** Opening TEXT PASSAGE block **

'An apple a day keeps the doctor away.' This old proverb addresses the positive effect that fruits can have on a person’s health. Michelle Obama recently unvieled the new health diet food plate that replaces the old food pyramid. It emphasizes lots of fresh produce daily. Studies have demonstrated that diets rich in fruits and vegetables decrease the risk of many chronic diseases. But in Salinas, that's easier said than done. Though the Salinas Valley is a leader in the agriculture industry - with 1.5 million acres of agriculture land - some of the people that live and grow the food in the Salinas Valley don’t have access to the healthy foods they produce.
Salinas is a 'food desert,' an area where healthy, affordable food is difficult or impossible to obtain. Convenience stores, which are also known as corner stores or bodegas, are the most accessible markets for these households. But for the most part, they provide unhealthy food and beverage options and don't carry much fresh food. Food deserts are most common in low-income minority communities and can occur in both rural and urban areas. A study conducted in the Central Coast by The Center for Agroecology & Sustainable Food Systems identified parts of Monterey County, including Salinas, as food deserts. These areas include the Highway 128 corridor that runs from Salinas through Seaside, parts of Marina and Seaside, and the Highway 101 corridor that runs through the Salinas Valley.
In areas where food deserts are prevalent there are many dietary problems. In Salinas the rate of illnesses such as obesity, diabetes, and heart disease are on the rise. Early childhood obesity is also a problem.
“My son is only 10 years old and he has high cholesterol," says a resident of Salinas who did not want her name revealed. "The doctor put him on a diet during his last visit. We don’t have time to go to the grocery store during the week because we work all the time and we don’t have a family car. The kids end up eating the food that they have access to: junk food or fast food that they buy on the way home from school.”

** Closing TEXT PASSAGE block **
** Opening THE DATA block **

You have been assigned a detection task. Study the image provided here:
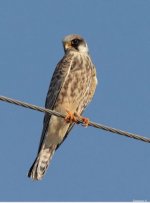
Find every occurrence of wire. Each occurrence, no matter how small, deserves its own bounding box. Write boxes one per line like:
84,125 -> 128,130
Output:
0,95 -> 150,143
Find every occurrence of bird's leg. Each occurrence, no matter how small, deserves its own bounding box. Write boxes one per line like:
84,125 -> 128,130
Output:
65,110 -> 77,123
81,117 -> 90,127
74,113 -> 90,127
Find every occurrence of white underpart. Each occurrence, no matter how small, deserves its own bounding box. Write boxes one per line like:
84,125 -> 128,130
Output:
78,44 -> 89,53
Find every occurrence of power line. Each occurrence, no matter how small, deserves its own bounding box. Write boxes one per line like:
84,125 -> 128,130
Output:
0,95 -> 150,143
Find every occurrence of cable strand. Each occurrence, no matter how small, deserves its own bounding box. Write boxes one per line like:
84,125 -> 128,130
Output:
0,95 -> 150,143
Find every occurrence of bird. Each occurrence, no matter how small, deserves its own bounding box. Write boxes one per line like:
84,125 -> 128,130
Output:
28,34 -> 98,180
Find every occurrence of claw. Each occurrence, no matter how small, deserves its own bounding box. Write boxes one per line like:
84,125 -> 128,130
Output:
65,111 -> 77,123
81,117 -> 90,127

** Closing THE DATA block **

● **TASK INSTRUCTIONS**
A - Answer these questions using the article on food deserts in Salinas, one per line:
(i) How many acres of agriculture land does the Salinas Valley have?
(ii) What two other names for convenience stores does the article give?
(iii) How old is the son of the Salinas resident who is quoted?
B - Supply what comes next in the article on food deserts in Salinas, continuing from its last paragraph.
The records aren't needed for any of this work.

● **RESULTS FOR EACH TASK**
A -
(i) 1.5 million acres
(ii) Corner stores and bodegas
(iii) 10 years old

B -
Transportation is also a barrier. In 2009, a United States Department of Agriculture national study found that “2.3 million households do not have access to a car and live more than a mile from a supermarket.” People who do not have any means of transportation or rely on public transportation are often hesitant to take a trip to the grocery store, which can be expensive and time consuming. Instead of eating fresh fruits and vegetables they are forced to eat high caloric and high fat foods from various fast-food restaurants that are within walking distance from home.
Various organizations are trying to increase the supply of healthy food in Salinas. In 2009, the Monterey County Health Department implemented Steps to a Healthier Salinas, a health promotion program that targeted taquerías in Salinas [PDF] in an effort to educate business owners and get them to offer healthy food options as part of their menu selections. In similar efforts, the Agriculture & Land-Based Training Association, a non-profit organic farm incubator based in Salinas (that I work for), targeted taquerías and corner stores primarily in East Salinas to encourage business owners to change their buying practices to include more fresh local produce, instead of the usual fare of junk food and alcohol. Another program is The Network for a Healthy California’s Champions for Change. Champions of Change is a network of people that address health problems at the family level by promoting the consumption of fruits and vegetables and being more physically active at home, in schools, and in neighborhoods.
By promoting healthier food choices and educating the community of Salinas on the prevention of dietary illnesses, these programs aim to create positive change in the community's food deserts.